§ **Extract to read**
* START *
Table 5 IPL energy density with respect to IPL voltage at 3 ms pulse on-time and resistivity of Cu NPs electrode and CPN electrode for each IPL energy density.

The lowest resistivity of 19.98 μΩ∙cm was observed at the optimum IPL energy density (4.70 J/cm2) for the Cu NP electrode. On the other hand, the optimum IPL energy of CPN electrodes was found to be higher than that of Cu NP electrodes. This was due to a higher energy requirement for thermal decomposition of the Cu precursor. The CPN electrode showed the lowest resistivity of 12.2 μΩ∙cm at its optimal IPL energy density (5.17 J/cm2). This indicated that the voids between Cu particles were filled with Cu seed precipitated from thermal decomposition of Cu precursor. The thermal decomposition of Cu precursor and reduction of oxides is presented in the following equations:

$${\text{4Cu}}\left( {{\text{NO}} _{{3}} } \right)_{{2}} \to {\text{4CuO}} + {\text{4NO}} \uparrow + {\text{ 2N}}_{{2}} {\text{O}} \uparrow + {\text{ 7O}}_{{2}} \uparrow$$
(4)
* END *
§ **Dataset content**
* START *
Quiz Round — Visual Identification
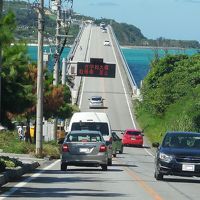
* END *
§ **Exercise objective**
Decide whether each statement below agrees with the passage on copper electrodes, answering yes or no and quoting the passage's deciding words. 1. The Cu NP electrode reached its lowest resistivity at an IPL energy density of 4.70 J/cm2. 2. The lowest resistivity of the CPN electrode was higher than that of the Cu NP electrode. 3. The optimum IPL energy of the CPN electrodes was lower than that of the Cu NP electrodes.

§ **Solution**
1. Yes: "The lowest resistivity of 19.98 μΩ∙cm was observed at the optimum IPL energy density (4.70 J/cm2) for the Cu NP electrode."
2. No: "The CPN electrode showed the lowest resistivity of 12.2 μΩ∙cm," which is below the Cu NP electrode's "19.98 μΩ∙cm."
3. No: "the optimum IPL energy of CPN electrodes was found to be higher than that of Cu NP electrodes."